> **SOURCE EXCERPT**:
The protestant claims that the entry at issue was inadvertently liquidated with another drawback claim (claim number AA-0121101-1, which is not at issue). The protestant also argues that the only change ever made to the subject drawback claim was to voluntarily change the receipt date on certain third party importer deliveries, which did not impact the claim. The protestant cites to Headquarters ruling (HQ) 224417 and HQ 221080.

The protestant requested by letter dated May 10, 1996 that the drawback claim be reliquidated with drawback allowed pursuant to 19 U.S.C. 1520(c)(1) alleging the liquidation was erroneous due a mistake of fact. The mistake of fact asserted was the discrepancy between the dates of delivery shown on the certificates of delivery and those shown on Attachment 2 to the drawback claim. The request for reliquidation was denied by letter dated June 28, 1996. This protest against that denial was filed August 13, 1996.

ISSUE:

Whether the denial of the request for reliquidation under 19 U.S.C. 1520(c)(1) was proper?

LAW AND ANALYSIS:

A protest against a denial of a request to reliquidate an entry under 19 U.S.C. 1520(c)(1) is a matter covered by 19 U.S.C. 1514(a)(7). Under 19 U.S.C. 1514(c)(3)(B), such a protest must be filed within 90 days after the date of the decision disputed. In this case, the filing of the protest on August 13, 1996 against the refusal to reliquidate of June 27, 1996 would be timely.

> **EXERCISE SET**:
• A. Reproduce the part of the drawback ruling excerpt that opens with the words containing "The protestant requested" and closes with "1520(c)(1) was proper?".
• B. Carry on the drawback ruling excerpt from its final sentence.

> **DATA SECTION**:
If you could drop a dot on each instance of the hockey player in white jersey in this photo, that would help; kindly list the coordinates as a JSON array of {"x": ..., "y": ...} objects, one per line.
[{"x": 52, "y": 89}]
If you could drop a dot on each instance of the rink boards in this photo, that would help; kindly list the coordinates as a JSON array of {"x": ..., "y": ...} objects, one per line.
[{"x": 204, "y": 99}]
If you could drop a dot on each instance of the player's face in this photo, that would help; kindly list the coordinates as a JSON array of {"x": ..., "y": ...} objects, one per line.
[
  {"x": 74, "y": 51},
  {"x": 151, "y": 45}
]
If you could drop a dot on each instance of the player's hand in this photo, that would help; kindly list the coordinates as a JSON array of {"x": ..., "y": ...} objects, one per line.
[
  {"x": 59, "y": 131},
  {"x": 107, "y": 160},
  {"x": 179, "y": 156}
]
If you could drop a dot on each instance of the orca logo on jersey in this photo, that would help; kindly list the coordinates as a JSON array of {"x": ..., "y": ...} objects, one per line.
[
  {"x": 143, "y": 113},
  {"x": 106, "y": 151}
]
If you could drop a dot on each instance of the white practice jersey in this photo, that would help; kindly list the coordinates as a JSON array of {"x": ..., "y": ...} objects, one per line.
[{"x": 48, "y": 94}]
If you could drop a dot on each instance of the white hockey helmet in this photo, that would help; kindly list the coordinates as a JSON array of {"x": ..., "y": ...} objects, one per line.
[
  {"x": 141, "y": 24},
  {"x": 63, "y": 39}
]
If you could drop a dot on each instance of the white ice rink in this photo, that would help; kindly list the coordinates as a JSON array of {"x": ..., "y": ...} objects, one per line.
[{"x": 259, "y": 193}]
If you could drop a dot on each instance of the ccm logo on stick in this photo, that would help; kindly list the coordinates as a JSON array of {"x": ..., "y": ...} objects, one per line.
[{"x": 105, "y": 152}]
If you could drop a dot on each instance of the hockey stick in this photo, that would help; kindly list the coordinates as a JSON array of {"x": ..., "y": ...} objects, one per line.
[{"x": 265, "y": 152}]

> **IN RESPONSE**:
• A.
The protestant requested by letter dated May 10, 1996 that the drawback claim be reliquidated with drawback allowed pursuant to 19 U.S.C. 1520(c)(1) alleging the liquidation was erroneous due a mistake of fact. The mistake of fact asserted was the discrepancy between the dates of delivery shown on the certificates of delivery and those shown on Attachment 2 to the drawback claim. The request for reliquidation was denied by letter dated June 28, 1996. This protest against that denial was filed August 13, 1996.

ISSUE:

Whether the denial of the request for reliquidation under 19 U.S.C. 1520(c)(1) was proper?

• B.
The key issue is whether 19 U.S.C. 1520(c)(1) covers this situation. We find that it does not for the following reasons:

19 U.S.C. 1520(c)(1) is an exception to the finality of section 1514. Under section 1520(c)(1), Customs may reliquidate an entry to correct a clerical error, mistake of fact, or other inadvertence, not amounting to an error in the construction of a law. The error must be adverse to the importer and manifest from the record or established by documentary evidence and brought to the attention of Customs within one year after the date of liquidation. The relief provided for under 19 U.S.C. 1520(c)(1) is not an alternative to the relief provided for in the form of protests under 19 U.S.C. 1514. Section 1520(c)(1) on affords "limited relief in the situations defined therein" (Phillips Petroleum Company v. United States, 54 CCPA 7, 11, C.A.D. 893 (1966), quoted in Godchaux-Henderson Sugar Co., Inc. v. United States, 9 CIT 553, 555, 622 F. Supp. 1083 (1985), and Concentric Pumps, Ltd. v. United States, 10 CIT 505,508, 643 F. Supp. 623 (1986)).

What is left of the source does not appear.